## start INPUT

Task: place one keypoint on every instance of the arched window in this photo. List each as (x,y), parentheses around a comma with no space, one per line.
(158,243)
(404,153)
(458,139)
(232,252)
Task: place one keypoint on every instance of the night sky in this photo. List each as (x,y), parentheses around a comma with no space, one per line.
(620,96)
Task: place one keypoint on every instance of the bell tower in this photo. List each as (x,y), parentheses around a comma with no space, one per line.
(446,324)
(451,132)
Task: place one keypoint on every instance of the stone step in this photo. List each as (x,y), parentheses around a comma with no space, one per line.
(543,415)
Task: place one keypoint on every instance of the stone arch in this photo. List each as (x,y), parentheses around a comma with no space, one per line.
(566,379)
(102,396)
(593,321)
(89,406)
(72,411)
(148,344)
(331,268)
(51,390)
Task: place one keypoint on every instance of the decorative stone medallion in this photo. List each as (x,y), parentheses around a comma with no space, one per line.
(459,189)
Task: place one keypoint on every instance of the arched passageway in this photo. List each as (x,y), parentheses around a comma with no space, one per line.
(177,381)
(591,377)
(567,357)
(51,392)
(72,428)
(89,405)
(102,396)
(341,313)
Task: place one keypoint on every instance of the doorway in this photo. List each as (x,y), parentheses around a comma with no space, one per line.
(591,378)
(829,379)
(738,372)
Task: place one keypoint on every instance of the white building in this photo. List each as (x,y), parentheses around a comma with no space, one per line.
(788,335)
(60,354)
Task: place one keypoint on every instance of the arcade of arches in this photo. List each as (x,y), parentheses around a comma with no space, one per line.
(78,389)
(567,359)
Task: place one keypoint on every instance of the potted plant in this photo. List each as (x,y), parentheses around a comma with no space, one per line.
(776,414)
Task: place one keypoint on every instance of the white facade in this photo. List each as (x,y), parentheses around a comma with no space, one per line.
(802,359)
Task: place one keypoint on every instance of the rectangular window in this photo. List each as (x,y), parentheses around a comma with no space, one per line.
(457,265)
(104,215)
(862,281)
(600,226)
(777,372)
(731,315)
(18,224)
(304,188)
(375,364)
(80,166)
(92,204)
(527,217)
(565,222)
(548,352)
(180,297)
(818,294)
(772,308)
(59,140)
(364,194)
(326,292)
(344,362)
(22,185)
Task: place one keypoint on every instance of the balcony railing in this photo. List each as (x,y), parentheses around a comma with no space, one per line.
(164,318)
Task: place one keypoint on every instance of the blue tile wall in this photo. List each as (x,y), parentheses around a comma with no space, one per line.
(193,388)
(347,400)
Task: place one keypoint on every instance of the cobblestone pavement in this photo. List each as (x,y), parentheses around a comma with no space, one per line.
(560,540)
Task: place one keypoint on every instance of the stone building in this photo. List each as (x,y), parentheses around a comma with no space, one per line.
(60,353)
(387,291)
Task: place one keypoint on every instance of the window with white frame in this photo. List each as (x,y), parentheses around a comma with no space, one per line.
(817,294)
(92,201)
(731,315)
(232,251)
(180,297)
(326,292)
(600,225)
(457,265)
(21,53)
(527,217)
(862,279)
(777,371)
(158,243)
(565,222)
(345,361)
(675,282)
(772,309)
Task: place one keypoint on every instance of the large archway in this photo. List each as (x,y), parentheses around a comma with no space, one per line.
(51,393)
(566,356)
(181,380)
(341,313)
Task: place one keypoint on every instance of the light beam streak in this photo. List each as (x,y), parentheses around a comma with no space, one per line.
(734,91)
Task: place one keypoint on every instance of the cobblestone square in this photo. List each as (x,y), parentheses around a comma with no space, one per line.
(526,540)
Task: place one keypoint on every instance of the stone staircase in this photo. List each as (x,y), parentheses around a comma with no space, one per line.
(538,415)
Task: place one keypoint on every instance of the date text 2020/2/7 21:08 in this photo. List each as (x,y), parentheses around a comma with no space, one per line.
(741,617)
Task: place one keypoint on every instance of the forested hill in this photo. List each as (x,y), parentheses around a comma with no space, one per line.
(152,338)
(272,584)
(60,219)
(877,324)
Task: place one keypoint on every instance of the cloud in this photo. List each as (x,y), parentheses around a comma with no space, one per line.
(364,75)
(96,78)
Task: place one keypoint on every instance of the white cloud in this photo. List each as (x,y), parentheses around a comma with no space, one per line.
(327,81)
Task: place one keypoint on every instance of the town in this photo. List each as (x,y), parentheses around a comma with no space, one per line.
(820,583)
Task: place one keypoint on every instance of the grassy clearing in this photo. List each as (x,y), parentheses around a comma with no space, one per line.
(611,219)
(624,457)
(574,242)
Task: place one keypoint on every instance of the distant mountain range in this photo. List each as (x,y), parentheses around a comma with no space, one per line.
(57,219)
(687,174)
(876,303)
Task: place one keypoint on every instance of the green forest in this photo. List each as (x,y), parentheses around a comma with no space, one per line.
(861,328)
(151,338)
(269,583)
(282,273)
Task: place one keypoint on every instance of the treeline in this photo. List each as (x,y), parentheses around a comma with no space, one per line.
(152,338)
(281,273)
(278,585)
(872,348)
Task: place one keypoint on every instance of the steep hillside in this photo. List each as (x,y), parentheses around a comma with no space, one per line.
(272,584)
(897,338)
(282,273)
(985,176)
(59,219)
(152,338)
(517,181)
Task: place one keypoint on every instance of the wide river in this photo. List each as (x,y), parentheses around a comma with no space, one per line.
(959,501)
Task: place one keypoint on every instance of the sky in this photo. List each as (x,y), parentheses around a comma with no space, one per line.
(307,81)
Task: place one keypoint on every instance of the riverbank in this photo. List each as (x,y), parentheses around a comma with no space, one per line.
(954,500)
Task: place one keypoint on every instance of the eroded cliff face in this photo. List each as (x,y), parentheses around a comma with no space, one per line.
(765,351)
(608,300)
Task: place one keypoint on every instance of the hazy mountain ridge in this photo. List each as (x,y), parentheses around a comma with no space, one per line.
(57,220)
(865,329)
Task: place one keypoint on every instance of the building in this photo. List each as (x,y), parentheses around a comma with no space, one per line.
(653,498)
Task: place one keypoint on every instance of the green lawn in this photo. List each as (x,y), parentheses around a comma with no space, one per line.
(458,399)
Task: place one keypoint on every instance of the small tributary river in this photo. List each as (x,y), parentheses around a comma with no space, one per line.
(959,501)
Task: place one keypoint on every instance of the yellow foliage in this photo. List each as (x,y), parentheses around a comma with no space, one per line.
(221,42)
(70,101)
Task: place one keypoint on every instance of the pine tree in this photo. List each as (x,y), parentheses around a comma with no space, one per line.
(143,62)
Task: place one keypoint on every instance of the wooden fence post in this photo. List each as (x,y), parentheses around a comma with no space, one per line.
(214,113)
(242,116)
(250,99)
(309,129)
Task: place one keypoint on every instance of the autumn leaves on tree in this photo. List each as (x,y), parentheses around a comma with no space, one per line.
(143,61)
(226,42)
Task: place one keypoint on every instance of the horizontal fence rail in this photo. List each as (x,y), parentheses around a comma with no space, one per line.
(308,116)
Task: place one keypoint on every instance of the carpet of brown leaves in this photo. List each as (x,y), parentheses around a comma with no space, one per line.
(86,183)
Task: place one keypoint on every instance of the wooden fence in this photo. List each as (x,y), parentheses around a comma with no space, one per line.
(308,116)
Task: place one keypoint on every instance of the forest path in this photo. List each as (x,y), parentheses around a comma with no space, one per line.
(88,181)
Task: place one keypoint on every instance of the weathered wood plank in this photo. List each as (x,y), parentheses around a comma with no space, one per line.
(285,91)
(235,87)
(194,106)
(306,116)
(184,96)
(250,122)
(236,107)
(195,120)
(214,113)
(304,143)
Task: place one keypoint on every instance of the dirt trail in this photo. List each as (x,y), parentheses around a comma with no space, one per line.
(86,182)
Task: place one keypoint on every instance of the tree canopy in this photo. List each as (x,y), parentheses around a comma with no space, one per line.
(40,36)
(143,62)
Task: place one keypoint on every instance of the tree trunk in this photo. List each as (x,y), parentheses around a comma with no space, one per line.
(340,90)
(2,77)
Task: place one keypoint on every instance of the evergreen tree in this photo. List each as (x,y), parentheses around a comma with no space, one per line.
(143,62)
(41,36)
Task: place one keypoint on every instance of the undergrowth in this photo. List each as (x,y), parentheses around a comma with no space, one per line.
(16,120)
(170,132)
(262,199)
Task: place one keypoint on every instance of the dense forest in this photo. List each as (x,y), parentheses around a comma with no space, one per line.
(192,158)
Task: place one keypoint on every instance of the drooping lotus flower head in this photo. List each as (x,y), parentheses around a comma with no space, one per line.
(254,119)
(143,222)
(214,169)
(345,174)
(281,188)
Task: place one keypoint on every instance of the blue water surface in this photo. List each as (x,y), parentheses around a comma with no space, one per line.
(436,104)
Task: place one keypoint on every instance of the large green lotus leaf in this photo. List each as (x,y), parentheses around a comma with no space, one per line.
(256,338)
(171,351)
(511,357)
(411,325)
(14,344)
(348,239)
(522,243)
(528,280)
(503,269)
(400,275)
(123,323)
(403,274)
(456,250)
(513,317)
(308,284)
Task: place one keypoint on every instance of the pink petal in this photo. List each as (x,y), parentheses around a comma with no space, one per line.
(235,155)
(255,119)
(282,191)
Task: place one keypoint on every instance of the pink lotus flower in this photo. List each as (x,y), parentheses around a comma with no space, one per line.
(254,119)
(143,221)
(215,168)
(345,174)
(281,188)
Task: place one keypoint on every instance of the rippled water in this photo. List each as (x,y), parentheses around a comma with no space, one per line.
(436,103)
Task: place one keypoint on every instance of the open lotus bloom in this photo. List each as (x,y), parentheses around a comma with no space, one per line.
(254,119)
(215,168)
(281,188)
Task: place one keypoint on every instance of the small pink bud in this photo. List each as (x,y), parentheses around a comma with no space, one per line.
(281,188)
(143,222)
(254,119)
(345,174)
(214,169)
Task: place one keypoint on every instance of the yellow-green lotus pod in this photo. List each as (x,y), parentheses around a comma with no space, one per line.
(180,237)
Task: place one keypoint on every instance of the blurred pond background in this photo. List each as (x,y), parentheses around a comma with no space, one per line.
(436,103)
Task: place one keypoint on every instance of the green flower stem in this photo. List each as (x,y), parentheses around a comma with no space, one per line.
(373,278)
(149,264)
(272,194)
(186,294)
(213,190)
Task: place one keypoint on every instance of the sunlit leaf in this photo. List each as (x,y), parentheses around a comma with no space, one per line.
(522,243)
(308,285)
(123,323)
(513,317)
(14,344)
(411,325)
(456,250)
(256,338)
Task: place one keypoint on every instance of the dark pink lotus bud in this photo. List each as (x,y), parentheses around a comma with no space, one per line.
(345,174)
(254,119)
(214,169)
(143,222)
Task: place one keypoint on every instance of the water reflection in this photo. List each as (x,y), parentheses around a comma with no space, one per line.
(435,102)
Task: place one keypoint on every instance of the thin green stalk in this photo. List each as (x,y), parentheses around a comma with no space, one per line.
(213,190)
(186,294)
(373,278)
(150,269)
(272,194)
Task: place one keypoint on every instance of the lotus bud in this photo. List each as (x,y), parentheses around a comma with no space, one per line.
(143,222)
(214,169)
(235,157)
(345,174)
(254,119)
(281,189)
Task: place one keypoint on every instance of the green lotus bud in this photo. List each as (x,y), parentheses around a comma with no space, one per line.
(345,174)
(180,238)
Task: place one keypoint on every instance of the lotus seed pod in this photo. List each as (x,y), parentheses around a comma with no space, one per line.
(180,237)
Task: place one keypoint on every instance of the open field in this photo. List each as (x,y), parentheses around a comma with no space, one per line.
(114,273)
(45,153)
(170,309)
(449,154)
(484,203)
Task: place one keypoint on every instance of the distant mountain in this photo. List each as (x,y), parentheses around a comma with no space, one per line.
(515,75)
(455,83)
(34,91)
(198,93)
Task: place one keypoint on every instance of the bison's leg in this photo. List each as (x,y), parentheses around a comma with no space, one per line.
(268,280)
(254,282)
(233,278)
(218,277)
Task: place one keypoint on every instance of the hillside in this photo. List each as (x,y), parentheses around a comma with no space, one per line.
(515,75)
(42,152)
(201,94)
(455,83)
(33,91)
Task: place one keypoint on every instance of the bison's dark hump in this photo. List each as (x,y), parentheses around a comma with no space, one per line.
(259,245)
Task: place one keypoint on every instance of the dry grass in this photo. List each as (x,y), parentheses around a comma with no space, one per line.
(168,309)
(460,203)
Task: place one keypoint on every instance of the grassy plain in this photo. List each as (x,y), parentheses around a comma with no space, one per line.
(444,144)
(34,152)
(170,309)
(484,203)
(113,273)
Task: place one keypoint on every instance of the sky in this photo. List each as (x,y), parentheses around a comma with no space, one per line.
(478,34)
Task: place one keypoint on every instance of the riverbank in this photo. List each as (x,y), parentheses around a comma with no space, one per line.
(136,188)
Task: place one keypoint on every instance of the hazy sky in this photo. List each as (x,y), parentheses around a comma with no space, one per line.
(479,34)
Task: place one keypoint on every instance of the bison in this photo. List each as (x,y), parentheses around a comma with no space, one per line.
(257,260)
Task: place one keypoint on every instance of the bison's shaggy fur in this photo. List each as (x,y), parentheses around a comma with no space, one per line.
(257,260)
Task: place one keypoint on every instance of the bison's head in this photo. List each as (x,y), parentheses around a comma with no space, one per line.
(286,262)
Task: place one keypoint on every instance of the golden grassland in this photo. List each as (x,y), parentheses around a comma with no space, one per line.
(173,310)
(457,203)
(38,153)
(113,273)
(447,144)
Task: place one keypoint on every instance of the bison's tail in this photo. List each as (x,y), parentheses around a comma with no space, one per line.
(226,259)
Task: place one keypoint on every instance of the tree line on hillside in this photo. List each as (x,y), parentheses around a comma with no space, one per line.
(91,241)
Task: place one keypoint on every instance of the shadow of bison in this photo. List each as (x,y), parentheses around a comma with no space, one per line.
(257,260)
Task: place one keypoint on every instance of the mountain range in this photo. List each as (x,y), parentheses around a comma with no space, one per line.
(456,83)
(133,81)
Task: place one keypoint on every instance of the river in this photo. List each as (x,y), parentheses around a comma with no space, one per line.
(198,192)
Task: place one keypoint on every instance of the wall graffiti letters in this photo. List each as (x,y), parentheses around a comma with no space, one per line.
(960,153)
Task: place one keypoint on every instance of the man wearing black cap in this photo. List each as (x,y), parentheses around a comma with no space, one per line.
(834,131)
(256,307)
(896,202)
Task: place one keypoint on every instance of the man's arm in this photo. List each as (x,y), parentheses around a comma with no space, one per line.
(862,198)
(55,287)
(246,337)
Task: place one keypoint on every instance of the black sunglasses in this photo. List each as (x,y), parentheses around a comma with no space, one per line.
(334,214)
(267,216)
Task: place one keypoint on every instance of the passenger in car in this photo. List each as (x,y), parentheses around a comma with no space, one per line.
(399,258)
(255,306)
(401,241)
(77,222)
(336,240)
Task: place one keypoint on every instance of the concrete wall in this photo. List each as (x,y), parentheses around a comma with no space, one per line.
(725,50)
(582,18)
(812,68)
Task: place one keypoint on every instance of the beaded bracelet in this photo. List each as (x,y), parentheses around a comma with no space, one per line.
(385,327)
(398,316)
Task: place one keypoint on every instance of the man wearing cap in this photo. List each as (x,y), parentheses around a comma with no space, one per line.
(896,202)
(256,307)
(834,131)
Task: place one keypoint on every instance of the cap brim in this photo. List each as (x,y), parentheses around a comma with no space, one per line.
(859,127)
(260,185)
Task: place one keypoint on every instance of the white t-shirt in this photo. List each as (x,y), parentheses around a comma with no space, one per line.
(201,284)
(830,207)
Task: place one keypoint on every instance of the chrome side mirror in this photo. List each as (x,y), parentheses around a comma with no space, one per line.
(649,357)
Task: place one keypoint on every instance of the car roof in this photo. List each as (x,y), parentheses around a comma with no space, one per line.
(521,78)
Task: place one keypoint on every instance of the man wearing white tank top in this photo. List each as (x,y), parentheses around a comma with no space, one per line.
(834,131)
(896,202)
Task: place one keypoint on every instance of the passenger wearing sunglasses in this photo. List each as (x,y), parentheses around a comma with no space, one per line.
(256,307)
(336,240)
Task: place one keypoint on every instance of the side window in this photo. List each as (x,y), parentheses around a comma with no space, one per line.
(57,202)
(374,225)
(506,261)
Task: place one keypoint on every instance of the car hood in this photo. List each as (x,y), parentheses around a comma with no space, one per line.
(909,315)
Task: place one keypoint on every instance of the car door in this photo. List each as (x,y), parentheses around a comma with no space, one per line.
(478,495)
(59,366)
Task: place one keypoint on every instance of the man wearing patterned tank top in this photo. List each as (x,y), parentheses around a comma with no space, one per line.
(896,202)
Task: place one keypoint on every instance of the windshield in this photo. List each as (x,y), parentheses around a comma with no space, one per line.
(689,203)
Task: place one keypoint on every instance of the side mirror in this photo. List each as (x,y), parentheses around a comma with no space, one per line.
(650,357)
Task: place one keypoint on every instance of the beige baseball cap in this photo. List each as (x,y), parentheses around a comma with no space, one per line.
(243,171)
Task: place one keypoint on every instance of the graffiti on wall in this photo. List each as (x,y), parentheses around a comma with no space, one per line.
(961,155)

## end INPUT

• [EXERCISE GOAL]
Give back, unchanged, every line from the one with "Task: place one keypoint on every instance of the white t-shirt" to the end of the entries above.

• [WRITTEN REPLY]
Task: place one keypoint on every instance of the white t-shirt in this photo. List each as (x,y), parentheses around a comma with no space, one per line.
(201,284)
(830,207)
Task: place one keypoint on every instance of the chrome side mirror in this photo. List each as (x,y), parentheses around a comma with no space, one per line.
(649,357)
Task: place one keypoint on every instance of the car roof in this photo. List each as (x,y), parentheses around a comma with no space, one per line.
(521,78)
Task: place one keypoint on every instance of the man wearing white tank top in this photo. List each as (x,y), parentheses around a comma with no space, one per line.
(834,131)
(896,202)
Task: place one keypoint on every instance of the passenger wearing sunglasses in this photo. List each as (x,y), parentheses around a comma with no space, one per line.
(256,307)
(336,240)
Task: place one keypoint on every instance of the side window in this photo. List each as (x,y), parentheses around a comma with no space, one per line.
(57,202)
(374,225)
(506,261)
Task: place one keypoint on every instance of the car hood in this photo. List each as (x,y), parentheses around a comma with no space, one per line.
(909,315)
Task: place one keypoint on every instance of the car door in this photo. List each as (x,y), parentheses around a comma with no space, one per line.
(478,495)
(59,366)
Task: place one keypoint on every instance of the man wearing patterned tank top in this photo. List each as (x,y), parentheses around a comma with no space, one per line.
(896,202)
Task: place one keypoint on every instance of the windshield in this photo. List each as (x,y), parentheses around a comma with no space, one per line.
(689,203)
Task: place one keypoint on every instance of the side mirror in this photo. List each as (x,y), parentheses around a comma with no space, one per line.
(650,357)
Task: place one keypoint on every instance of the beige baseball cap in this photo. List each as (x,y), parentheses around a comma with no space, one per line.
(243,171)
Task: place one keypoint on every instance of the graffiti on wall in this photo. List each as (x,y), parentheses around a comma with no space, one per line.
(961,155)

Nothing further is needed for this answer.